----- Records -----
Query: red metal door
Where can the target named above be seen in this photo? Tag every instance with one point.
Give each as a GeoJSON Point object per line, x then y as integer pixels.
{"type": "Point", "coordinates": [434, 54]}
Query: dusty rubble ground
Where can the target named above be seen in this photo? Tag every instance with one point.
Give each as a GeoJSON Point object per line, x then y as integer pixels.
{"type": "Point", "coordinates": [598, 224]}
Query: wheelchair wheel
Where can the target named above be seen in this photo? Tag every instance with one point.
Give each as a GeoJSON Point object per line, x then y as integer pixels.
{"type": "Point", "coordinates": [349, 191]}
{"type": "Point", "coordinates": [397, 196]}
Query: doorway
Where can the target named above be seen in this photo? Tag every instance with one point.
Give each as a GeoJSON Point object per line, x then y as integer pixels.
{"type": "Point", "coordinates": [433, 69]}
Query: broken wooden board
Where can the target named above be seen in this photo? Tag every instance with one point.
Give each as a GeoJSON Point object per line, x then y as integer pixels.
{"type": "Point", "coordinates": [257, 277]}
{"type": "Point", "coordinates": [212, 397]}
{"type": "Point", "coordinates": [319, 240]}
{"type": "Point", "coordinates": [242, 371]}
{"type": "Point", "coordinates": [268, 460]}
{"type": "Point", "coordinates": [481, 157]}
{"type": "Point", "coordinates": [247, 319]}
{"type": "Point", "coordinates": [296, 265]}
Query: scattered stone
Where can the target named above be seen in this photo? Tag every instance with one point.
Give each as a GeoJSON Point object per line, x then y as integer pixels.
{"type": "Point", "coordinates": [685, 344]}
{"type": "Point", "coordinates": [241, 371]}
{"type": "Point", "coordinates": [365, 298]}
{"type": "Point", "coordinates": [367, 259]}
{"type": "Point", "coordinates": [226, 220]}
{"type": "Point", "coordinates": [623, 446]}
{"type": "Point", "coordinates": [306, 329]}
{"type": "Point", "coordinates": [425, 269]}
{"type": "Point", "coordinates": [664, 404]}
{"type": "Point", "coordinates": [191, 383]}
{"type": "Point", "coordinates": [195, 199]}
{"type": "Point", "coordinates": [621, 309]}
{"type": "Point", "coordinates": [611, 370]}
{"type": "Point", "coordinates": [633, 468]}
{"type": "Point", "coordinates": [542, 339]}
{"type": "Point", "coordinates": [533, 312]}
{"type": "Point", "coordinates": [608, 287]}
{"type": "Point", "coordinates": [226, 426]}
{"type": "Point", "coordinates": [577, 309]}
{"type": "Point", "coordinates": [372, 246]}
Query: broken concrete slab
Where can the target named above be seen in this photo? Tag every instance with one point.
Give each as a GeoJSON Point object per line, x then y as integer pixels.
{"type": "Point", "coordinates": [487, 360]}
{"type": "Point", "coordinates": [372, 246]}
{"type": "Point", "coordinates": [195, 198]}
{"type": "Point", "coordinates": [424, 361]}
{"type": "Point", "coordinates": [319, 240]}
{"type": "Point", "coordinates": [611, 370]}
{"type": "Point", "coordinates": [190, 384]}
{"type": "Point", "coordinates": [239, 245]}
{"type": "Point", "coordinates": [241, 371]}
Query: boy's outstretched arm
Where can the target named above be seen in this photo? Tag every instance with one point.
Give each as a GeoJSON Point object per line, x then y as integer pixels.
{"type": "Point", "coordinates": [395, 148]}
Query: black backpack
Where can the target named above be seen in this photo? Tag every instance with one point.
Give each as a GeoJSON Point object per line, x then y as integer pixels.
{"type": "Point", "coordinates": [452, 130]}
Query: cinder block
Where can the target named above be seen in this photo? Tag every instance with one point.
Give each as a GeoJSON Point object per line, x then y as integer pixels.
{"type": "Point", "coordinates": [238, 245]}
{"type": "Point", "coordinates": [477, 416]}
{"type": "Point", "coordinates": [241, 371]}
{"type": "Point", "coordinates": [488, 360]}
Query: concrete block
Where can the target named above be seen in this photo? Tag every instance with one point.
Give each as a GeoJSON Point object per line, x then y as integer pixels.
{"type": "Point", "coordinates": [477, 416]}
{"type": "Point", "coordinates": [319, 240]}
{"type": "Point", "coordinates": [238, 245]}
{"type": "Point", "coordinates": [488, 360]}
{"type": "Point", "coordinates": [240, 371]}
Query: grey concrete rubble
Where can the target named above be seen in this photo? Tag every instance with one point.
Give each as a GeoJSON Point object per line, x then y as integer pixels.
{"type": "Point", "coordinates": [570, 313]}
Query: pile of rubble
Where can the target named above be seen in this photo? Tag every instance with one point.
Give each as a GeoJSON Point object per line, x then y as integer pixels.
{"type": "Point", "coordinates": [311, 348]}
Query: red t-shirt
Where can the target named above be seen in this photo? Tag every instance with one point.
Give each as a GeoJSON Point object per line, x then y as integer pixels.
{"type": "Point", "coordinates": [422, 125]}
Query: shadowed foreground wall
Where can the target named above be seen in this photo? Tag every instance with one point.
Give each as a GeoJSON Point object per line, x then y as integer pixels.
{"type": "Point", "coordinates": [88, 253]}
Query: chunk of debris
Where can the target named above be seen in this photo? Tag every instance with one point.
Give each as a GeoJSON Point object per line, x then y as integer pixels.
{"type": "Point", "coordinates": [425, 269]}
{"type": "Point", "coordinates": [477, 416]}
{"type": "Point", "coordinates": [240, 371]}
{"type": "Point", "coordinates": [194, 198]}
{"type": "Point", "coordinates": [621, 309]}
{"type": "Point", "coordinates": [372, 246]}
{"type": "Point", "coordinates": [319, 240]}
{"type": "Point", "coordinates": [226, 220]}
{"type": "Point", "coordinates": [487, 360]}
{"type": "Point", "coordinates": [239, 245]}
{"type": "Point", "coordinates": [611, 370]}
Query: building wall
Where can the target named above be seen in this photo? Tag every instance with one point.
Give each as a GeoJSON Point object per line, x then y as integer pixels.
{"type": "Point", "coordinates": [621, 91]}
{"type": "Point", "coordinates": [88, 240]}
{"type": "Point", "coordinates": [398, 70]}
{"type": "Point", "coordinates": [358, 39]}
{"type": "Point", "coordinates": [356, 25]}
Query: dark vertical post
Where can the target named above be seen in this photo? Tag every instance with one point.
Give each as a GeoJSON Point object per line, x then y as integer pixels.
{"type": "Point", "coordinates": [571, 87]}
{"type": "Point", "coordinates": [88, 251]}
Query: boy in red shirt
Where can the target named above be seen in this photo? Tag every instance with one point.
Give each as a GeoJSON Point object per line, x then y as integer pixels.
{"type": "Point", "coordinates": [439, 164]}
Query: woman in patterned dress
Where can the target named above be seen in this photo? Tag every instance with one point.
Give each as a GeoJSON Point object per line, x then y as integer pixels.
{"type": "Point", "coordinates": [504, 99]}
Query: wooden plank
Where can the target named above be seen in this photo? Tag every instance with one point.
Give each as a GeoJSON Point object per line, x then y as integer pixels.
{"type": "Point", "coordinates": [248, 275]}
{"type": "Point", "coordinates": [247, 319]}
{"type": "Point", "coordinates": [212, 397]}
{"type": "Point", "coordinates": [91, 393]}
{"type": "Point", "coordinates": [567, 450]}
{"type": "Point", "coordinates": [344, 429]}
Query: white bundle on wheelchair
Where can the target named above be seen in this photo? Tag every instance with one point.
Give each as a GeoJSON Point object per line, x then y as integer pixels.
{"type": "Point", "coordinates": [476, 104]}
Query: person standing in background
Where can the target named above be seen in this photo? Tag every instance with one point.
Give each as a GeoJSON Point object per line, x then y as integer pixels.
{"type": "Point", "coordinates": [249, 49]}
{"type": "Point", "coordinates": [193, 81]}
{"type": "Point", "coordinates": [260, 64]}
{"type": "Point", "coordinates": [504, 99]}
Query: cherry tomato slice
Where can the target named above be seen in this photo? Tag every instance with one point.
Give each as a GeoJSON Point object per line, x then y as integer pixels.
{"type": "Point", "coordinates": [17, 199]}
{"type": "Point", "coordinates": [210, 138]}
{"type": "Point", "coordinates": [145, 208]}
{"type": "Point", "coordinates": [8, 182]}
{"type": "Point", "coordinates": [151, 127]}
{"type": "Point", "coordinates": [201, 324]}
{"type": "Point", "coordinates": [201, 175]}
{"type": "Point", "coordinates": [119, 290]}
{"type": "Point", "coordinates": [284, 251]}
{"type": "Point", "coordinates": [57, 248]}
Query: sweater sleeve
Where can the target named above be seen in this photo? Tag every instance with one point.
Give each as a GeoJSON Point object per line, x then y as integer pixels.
-----
_Given instruction:_ Which lines run from the one containing "Query: white bundle on wheelchair" to the end of the entries above? Quote exactly those, and only those.

_Solution for this exercise:_
Query: white bundle on wheelchair
Where can the target named above be seen in this photo? Tag every instance with one point.
Give each as a GeoJSON Point object per line, x then y as integer pixels.
{"type": "Point", "coordinates": [476, 104]}
Query: person standing in background
Where can the target named above be seen in this photo? Tag every instance with one point.
Give each as a GeoJSON Point object per line, x then y as integer pixels.
{"type": "Point", "coordinates": [249, 49]}
{"type": "Point", "coordinates": [193, 81]}
{"type": "Point", "coordinates": [260, 64]}
{"type": "Point", "coordinates": [504, 99]}
Query: cherry tomato slice
Where can the target named above be seen in this photo? Tag every instance with one point.
Give each as a GeoJSON Point object per line, x then y as integer pixels.
{"type": "Point", "coordinates": [17, 199]}
{"type": "Point", "coordinates": [210, 138]}
{"type": "Point", "coordinates": [145, 208]}
{"type": "Point", "coordinates": [8, 182]}
{"type": "Point", "coordinates": [151, 127]}
{"type": "Point", "coordinates": [201, 324]}
{"type": "Point", "coordinates": [201, 175]}
{"type": "Point", "coordinates": [119, 290]}
{"type": "Point", "coordinates": [284, 251]}
{"type": "Point", "coordinates": [57, 248]}
Query: sweater sleeve
Where can the target named above be seen in this photo? Tag every instance with one point.
Give each as a GeoJSON Point object per line, x then y as integer pixels.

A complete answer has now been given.